Your instructions:
Take the line that contains "Please place a point on every instance of the shadow" and every line after it in the material below, and quote them exactly.
■ ■ ■
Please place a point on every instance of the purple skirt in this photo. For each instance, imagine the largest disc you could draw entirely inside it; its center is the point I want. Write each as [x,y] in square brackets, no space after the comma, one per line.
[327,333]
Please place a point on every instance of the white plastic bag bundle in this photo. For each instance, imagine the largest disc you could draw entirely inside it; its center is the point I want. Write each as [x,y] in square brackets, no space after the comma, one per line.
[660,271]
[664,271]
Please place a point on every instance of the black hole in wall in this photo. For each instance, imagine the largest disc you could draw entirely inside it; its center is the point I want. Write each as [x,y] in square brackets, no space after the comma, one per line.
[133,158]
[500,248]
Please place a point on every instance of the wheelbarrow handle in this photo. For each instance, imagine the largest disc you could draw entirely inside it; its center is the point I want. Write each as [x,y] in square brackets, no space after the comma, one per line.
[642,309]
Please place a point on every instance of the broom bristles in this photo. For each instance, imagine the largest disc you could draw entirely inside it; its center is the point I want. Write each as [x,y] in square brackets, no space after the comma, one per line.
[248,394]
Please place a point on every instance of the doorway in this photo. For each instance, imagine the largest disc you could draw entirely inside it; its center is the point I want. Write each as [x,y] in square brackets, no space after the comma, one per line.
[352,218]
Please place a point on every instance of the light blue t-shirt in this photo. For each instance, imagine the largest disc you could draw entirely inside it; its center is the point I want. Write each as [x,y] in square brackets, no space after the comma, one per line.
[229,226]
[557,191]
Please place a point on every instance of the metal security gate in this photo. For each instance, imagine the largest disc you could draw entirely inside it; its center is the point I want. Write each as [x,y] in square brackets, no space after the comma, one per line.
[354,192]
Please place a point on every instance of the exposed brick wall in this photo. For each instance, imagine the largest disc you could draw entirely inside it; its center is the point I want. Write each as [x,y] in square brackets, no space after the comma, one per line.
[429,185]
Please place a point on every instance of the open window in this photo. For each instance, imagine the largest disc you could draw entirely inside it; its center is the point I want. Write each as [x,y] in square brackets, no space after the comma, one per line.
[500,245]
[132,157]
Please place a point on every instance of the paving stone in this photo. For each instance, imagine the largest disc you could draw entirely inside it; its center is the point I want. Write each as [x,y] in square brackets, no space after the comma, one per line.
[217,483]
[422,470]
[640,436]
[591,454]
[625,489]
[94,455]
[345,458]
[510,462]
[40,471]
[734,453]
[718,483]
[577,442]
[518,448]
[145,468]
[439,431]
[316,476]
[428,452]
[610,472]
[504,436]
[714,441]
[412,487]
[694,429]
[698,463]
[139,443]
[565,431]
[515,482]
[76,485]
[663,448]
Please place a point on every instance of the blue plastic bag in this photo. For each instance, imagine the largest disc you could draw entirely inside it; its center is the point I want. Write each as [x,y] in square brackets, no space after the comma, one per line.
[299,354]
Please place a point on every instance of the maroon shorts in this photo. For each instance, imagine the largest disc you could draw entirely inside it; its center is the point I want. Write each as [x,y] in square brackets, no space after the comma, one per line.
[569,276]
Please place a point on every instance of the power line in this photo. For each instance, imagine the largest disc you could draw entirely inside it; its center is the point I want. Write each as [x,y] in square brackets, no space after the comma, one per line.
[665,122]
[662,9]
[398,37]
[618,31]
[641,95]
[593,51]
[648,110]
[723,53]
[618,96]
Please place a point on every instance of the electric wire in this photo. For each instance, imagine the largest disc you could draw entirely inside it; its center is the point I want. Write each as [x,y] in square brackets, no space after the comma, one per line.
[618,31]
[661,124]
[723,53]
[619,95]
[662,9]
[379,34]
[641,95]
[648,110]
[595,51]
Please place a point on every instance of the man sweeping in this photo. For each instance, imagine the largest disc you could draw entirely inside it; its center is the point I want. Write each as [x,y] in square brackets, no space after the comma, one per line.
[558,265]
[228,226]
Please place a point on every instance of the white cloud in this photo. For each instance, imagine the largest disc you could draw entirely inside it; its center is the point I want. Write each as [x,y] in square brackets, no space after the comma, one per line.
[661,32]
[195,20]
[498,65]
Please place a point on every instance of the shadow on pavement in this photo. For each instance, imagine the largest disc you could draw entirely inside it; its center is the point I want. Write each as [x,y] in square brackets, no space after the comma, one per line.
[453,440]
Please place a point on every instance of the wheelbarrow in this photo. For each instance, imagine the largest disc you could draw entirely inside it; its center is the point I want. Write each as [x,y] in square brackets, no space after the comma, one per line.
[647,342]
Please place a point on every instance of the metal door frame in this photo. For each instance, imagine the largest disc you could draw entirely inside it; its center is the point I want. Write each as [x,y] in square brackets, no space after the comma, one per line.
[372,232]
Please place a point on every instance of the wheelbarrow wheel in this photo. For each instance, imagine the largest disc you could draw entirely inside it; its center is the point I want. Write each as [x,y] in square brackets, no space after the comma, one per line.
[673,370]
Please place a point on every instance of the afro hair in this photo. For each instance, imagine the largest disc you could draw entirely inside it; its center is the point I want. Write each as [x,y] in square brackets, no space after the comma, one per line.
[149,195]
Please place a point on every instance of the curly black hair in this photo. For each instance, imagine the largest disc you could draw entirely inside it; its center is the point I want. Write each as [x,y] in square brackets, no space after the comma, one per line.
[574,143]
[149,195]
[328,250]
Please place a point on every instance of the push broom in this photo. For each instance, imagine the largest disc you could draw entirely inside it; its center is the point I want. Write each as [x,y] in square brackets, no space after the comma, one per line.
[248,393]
■ ■ ■
Solution for this exercise:
Please place a point on every instance of the shadow on pavement in this photo. For each instance, imagine the largest disc you could draw entirely inside it; its center is the point I want. Write each as [x,y] in square brackets, no space after the comma, one per line.
[453,440]
Please place a point on every instance of the wheelbarrow in this photo. For each instance, imagine the largest disc you could draw entirely inside it; its center is the point I want. Write each as [x,y] in square brackets, no space after the comma, one per line.
[647,342]
Please place a point on every instance of the metal door frame in this photo. For each instance, imagine the largest disc you could draw entirely inside it; its center is the point I want. Write each as [x,y] in square brackets, no space after the comma, one per line.
[372,232]
Please place a point on every instance of the wheelbarrow wheel in this photo. For each instance, imagine the largest disc you could draw entirely inside it; its center is the point I want. Write each as [x,y] in square brackets, no space after the comma, one per line.
[673,370]
Please place a point on every instance of the afro hair in this photo. For each instance, imagine the largest disc you could draw entirely inside it; its center is the point I want. Write each as [x,y] in square brackets, no space after the comma, one per line.
[149,195]
Please place a point on every instance of the curly black hair in this photo. For each instance, imagine the largest disc you could draw entirely inside it; its center is the point I want. Write each as [x,y] in square brackets, no space after the comma, one per line.
[574,143]
[149,195]
[328,250]
Please place a point on every instance of the push broom in this photo. For each instance, imagine the largest disc you could draw entirely inside it; its center is the point I want. Write each as [x,y] in square brackets, no space after the comma, one per line.
[248,393]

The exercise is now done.